• _WHAT YOU SHOULD DO_: Output the lines from the one containing "Would you please tell me where the breakfast" through the one containing "[0,353,153,502]", inclusive, as a Markdown table with two columns, Line No. and Content. Number each line and leave out any blank lines.

• _ENTRIES SUPPLIED_:
%%
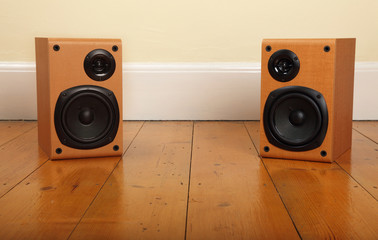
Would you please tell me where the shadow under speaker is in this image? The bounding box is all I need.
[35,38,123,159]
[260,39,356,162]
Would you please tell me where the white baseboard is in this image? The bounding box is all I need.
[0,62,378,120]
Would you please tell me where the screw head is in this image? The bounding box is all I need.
%%
%%
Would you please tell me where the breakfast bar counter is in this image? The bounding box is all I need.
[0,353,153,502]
%%
• _FULL OUTPUT_:
| Line No. | Content |
|---|---|
| 1 | Would you please tell me where the breakfast bar counter is in this image? The bounding box is all I need. |
| 2 | [0,353,153,502] |